═════ Extracted entries
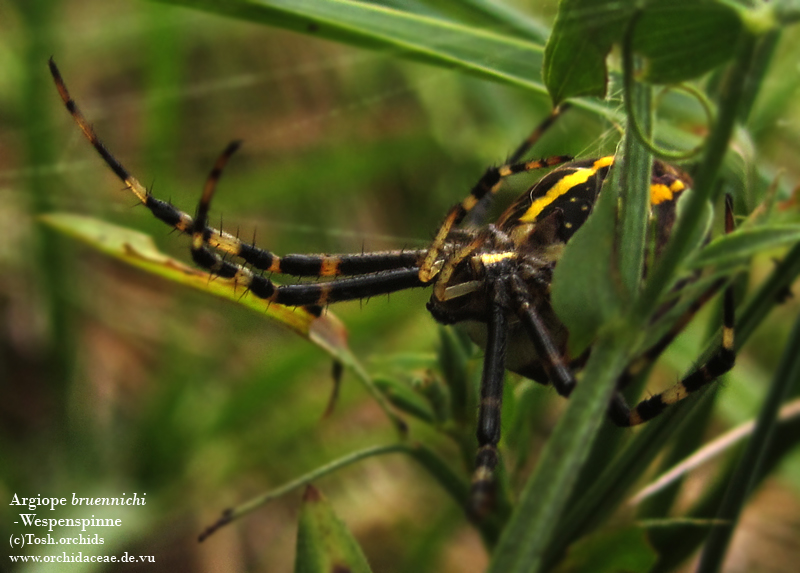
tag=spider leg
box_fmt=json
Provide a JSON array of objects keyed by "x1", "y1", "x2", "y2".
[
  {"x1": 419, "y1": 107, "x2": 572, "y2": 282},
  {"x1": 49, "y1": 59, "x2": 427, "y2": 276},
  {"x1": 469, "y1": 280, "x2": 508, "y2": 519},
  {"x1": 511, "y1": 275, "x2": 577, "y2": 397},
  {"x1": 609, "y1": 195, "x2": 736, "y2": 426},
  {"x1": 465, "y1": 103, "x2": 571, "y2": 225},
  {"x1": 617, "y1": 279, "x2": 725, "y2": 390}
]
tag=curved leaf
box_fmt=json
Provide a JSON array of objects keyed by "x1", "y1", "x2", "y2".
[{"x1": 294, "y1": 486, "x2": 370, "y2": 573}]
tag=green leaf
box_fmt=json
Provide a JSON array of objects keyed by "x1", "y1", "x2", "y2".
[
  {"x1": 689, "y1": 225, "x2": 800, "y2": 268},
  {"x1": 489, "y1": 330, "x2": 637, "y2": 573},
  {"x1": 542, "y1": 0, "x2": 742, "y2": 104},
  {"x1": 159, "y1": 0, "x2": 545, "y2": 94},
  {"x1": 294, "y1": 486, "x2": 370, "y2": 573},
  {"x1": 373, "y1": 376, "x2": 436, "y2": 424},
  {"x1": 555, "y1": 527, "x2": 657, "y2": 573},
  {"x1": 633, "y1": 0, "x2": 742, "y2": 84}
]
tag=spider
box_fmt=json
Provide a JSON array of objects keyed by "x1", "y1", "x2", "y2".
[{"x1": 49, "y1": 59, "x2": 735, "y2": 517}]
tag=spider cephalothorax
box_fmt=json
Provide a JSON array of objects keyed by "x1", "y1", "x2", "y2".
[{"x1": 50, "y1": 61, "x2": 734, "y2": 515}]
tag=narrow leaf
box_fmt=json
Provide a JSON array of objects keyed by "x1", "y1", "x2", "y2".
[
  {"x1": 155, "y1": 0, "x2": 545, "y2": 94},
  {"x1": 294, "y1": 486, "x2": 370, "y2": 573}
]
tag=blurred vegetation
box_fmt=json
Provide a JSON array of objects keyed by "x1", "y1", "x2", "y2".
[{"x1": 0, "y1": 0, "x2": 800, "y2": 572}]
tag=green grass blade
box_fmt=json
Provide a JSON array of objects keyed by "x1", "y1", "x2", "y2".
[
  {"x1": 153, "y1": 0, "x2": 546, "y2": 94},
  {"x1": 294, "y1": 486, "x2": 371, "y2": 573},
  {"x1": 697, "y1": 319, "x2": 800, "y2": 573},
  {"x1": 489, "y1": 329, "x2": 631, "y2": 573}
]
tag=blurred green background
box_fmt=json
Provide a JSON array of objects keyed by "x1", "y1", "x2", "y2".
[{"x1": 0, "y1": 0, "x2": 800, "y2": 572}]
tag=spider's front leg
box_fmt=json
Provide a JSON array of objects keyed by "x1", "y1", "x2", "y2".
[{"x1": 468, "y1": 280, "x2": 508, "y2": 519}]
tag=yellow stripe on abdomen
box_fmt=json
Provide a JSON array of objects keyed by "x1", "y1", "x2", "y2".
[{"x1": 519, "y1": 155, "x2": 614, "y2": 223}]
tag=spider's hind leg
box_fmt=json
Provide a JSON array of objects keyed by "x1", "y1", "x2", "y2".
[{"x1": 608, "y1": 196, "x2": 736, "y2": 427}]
══════════
**Written instruction:** Update all the rows above by replacing every "green" with "olive" and changing nothing else. Leave the pictures out of your answer.

**Final result:**
tag=spider leg
box_fmt=json
Provide a JSON array of objects keyed by "x1", "y1", "x2", "y2".
[
  {"x1": 419, "y1": 107, "x2": 572, "y2": 282},
  {"x1": 49, "y1": 59, "x2": 427, "y2": 276},
  {"x1": 469, "y1": 280, "x2": 508, "y2": 519},
  {"x1": 511, "y1": 275, "x2": 577, "y2": 397},
  {"x1": 609, "y1": 195, "x2": 736, "y2": 426},
  {"x1": 465, "y1": 103, "x2": 571, "y2": 225},
  {"x1": 617, "y1": 279, "x2": 725, "y2": 390}
]
tag=curved leaf
box_fmt=json
Provide a JSON array of objects keyed by "x1", "y1", "x2", "y2".
[{"x1": 294, "y1": 486, "x2": 370, "y2": 573}]
tag=olive leaf
box_fmt=json
Provide a JSON array of objects keyed by "x1", "y1", "x2", "y2".
[
  {"x1": 689, "y1": 225, "x2": 800, "y2": 268},
  {"x1": 489, "y1": 330, "x2": 637, "y2": 573},
  {"x1": 542, "y1": 0, "x2": 742, "y2": 104},
  {"x1": 159, "y1": 0, "x2": 545, "y2": 94},
  {"x1": 294, "y1": 486, "x2": 370, "y2": 573},
  {"x1": 373, "y1": 376, "x2": 436, "y2": 424},
  {"x1": 555, "y1": 527, "x2": 657, "y2": 573},
  {"x1": 633, "y1": 0, "x2": 742, "y2": 84}
]
tag=spider
box_fmt=json
Provide a JSON array of objects keyed by "x1", "y1", "x2", "y2".
[{"x1": 49, "y1": 59, "x2": 735, "y2": 517}]
tag=spider cephalothorax
box_fmt=json
Provide a JSON array of objects keyed by "x1", "y1", "x2", "y2".
[{"x1": 50, "y1": 61, "x2": 734, "y2": 515}]
tag=narrow leaf
box_fmt=json
Provide a JSON array of objects keyed by "x1", "y1", "x2", "y2".
[
  {"x1": 155, "y1": 0, "x2": 545, "y2": 94},
  {"x1": 294, "y1": 486, "x2": 370, "y2": 573}
]
tag=blurred vegetation
box_fmt=json
Provide a JSON array of objects keyed by "x1", "y1", "x2", "y2".
[{"x1": 0, "y1": 0, "x2": 800, "y2": 572}]
tag=olive grass blade
box_fmt=json
Provide a JSON array of objects keyed by "x1", "y1", "x2", "y2".
[
  {"x1": 153, "y1": 0, "x2": 546, "y2": 94},
  {"x1": 294, "y1": 486, "x2": 371, "y2": 573},
  {"x1": 697, "y1": 319, "x2": 800, "y2": 573},
  {"x1": 489, "y1": 329, "x2": 631, "y2": 573}
]
tag=blurred olive background
box_fmt=json
Provide a JSON array of objects keyed by "x1", "y1", "x2", "y2".
[{"x1": 0, "y1": 0, "x2": 800, "y2": 572}]
tag=spider's front leg
box_fmt=json
Provide a JSON array of objects keyed by "x1", "y1", "x2", "y2".
[{"x1": 468, "y1": 280, "x2": 508, "y2": 519}]
tag=yellow stripe on abdomen
box_fmt=json
Provide a JSON array of objects keyed by "x1", "y1", "x2", "y2".
[{"x1": 519, "y1": 155, "x2": 614, "y2": 223}]
tag=spider's hind leg
box_fmt=json
Provide a JSON array of objects keyed by "x1", "y1", "x2", "y2".
[{"x1": 608, "y1": 196, "x2": 736, "y2": 427}]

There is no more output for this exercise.